DIRECTIVE:
Edit the passage of the nature-writing article running from "2. Natural history" down to "Thoreau (Buell, Environmental).", giving everything in that span with "parson-naturalist" replaced by "clergyman-naturalist".

Back to the future: the ‘new nature writing,’ ecological boredom, and the recall of the wild

Pages 152-171 | Published online: 12 Oct 2016
 

Abstract

The “new nature writing” has been seen as a response, especially in the United Kingdom, to the growing sense that earlier paradigms of nature and nature writing are no longer applicable to current geographical and environmental conditions. At the same time, some writers who have been associated with the “new nature writing” dislike the term, criticizing it for its residual parochialism, its continuing class and gender biases, and its paradoxical adherence to the very categories – particularly wildness – it wishes to confront. This article does not set out to dismiss the “new nature writing” or to assess which writers might be the best fit with it; instead, it looks at its indebtedness to the earlier literary and cultural traditions it claims to interrogate and deconstruct. This debt is often expressed in terms of belatedness, whether acknowledged or not, in relation to earlier notions of wilderness and wildness – inherently slippery categories that multiply and ramify in the “new nature writing,” which has neither managed to dissociate itself from wildness nor to redefine it for our ecologically troubled times.

Notes

1. Nature writing is notoriously difficult to define, not least by its own practitioners, some of whom reject a generic label that covers very different kinds of writing with equally different personal motives and/or political ends. The American critic Don Scheese usefully defines nature writing as a three-way conversation between natural history, travel writing, and spiritual autobiography (6), though this definition probably holds better for US nature writing, which operates within a more readily identifiable set of often religiously inflected cultural traditions, than it does for nature writing in the UK. The problem is exacerbated with the “new nature writing” in so far as it tends to challenge earlier assumptions about the genre and, indeed, about nature in general: as Tim Dee puts it, the “end of nature” crisis has “vastly lengthened the nature-writing booklist [to include] poetry, polemic and scientific prose,” sometimes all of these combined in a heady mixture, while the “old taxonomies, hierarchies and clarities” that accompanied earlier forms of British natural history writing have effectively disappeared. The Scottish writer Kathleen Jamie, who has been harshly critical of attempts to corral different writers into schools with catchy labels such as “the new nature writing,” is even unsure whether her own work is “nature writing”: “I don’t think there is a category [for it],” she muses in her collection of prose essays, Findings (2005), while elsewhere she wonders aloud whether there is such a thing as “nature writing” at all (“Four Fields”). See also Note 11 below.

2. Natural history is one of the foundations for what might conservatively be seen as a “Great Tradition” of British nature writing, where the key foundational figure is arguably neither John Clare nor William Wordsworth but the now largely forgotten eighteenth-century English parson-naturalist, Gilbert White (Worster). Natural history television à la David Attenborough has taken over this mantle, which looks to trade, as Attenborough himself does, on a distinctively English mix of professional charm and affable amateurism; but it should not be forgotten that American nature writing is also indebted to natural history, and that natural history’s combination of encyclopaedic knowledge and empirical method would also have a profound influence on its own foundational writers, notably Henry Thoreau (Buell, Environmental).

ENTRIES SHOWN:
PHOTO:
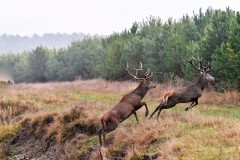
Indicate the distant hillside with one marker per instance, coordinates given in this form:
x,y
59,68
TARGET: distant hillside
x,y
16,43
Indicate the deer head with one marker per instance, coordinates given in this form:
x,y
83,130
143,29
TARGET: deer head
x,y
204,71
145,80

TASK RESULT:
2. Natural history is one of the foundations for what might conservatively be seen as a “Great Tradition” of British nature writing, where the key foundational figure is arguably neither John Clare nor William Wordsworth but the now largely forgotten eighteenth-century English clergyman-naturalist, Gilbert White (Worster). Natural history television à la David Attenborough has taken over this mantle, which looks to trade, as Attenborough himself does, on a distinctively English mix of professional charm and affable amateurism; but it should not be forgotten that American nature writing is also indebted to natural history, and that natural history’s combination of encyclopaedic knowledge and empirical method would also have a profound influence on its own foundational writers, notably Henry Thoreau (Buell, Environmental).